— BEGIN Text extract —

Avoiding the madness of crowds

January 27, 2021
1 min
Joseph Fiorica
Global Equity Strategist
Aerial view of large crowd crossing road in Latin America

Retail traders have driven certain stocks sharply higher in recent days. Amid the euphoria, we stress the case for long-term investment based on fundamentals rather than sentiment.

Anyone looking just at index level returns in the past week may be unaware that a small pocket of the market has succumbed to chaos. A horde of internet traders has taken aim at favored shorts among the hedge fund community, rallying countless retail investors and wealthy celebrity tweeters to their cause. If this sounds hyperbolic, it is not. But this episode is also unlikely to have long-term consequences for broader equity markets. Fundamentals-based investing has time on its side. 

Last June, shares of bankrupt rental car company Hertz rallied over 500% in a week, as a group of investors bid up the stock despite clear fundamentals pointing to the company’s ultimate demise. The euphoria did not last. Hertz’ insolvency ultimately prevailed over the speculators. This month’s craze was initially concentrated in a select few companies, namely GameStop, a video game retailer, Blackberry, a former leading cellphone manufacturer now more focused on software and security, and AMC, the troubled movie theater chain. All three names characterize a broader group of publically-listed firms with large institutional short bases, but which have for months been favorite long positions among retail traders active on popular investing-focused internet forums.

— END Text extract —
— BEGIN Listed records —

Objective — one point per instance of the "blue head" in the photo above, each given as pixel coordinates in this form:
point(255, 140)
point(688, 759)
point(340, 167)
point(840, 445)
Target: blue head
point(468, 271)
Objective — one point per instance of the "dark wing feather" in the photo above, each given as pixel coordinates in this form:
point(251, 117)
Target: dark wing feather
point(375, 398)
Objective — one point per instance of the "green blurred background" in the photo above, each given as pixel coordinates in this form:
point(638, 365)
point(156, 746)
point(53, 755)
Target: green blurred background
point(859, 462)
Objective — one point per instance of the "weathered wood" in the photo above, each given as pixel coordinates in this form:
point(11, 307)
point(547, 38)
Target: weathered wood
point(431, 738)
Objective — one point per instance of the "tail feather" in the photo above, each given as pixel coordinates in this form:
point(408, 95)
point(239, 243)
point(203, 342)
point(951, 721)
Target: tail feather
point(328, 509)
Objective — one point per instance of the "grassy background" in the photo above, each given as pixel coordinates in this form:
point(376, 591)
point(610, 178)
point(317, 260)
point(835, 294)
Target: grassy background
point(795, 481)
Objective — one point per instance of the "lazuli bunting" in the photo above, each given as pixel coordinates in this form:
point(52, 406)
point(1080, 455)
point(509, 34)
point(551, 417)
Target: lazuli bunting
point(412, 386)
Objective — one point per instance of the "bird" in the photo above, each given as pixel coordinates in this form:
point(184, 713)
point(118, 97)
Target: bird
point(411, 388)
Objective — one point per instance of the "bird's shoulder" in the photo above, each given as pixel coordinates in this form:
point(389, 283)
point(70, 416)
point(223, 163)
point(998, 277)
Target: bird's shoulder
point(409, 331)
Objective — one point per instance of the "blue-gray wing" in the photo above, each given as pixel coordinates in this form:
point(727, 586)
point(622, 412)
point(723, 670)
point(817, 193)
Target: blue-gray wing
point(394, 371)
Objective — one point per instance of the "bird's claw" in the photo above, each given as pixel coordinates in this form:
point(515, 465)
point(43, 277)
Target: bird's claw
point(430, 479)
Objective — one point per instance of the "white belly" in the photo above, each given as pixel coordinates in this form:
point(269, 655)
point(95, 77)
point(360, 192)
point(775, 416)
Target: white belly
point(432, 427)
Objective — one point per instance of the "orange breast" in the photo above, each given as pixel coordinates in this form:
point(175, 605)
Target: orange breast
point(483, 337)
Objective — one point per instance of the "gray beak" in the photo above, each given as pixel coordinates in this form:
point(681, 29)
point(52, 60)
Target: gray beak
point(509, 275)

— END Listed records —

**Problems**
[1] According to the market commentary, how much did Hertz shares rally in a week last June?
[2] Please print everything in the market commentary from "Avoiding the madness" down to "rather than sentiment.".
The listing is separate material with no connection to the market commentary.

**Results of the exercise**
[1] Over 500%.

[2]
Avoiding the madness of crowds

January 27, 2021
1 min
Joseph Fiorica
Global Equity Strategist
Aerial view of large crowd crossing road in Latin America

Retail traders have driven certain stocks sharply higher in recent days. Amid the euphoria, we stress the case for long-term investment based on fundamentals rather than sentiment.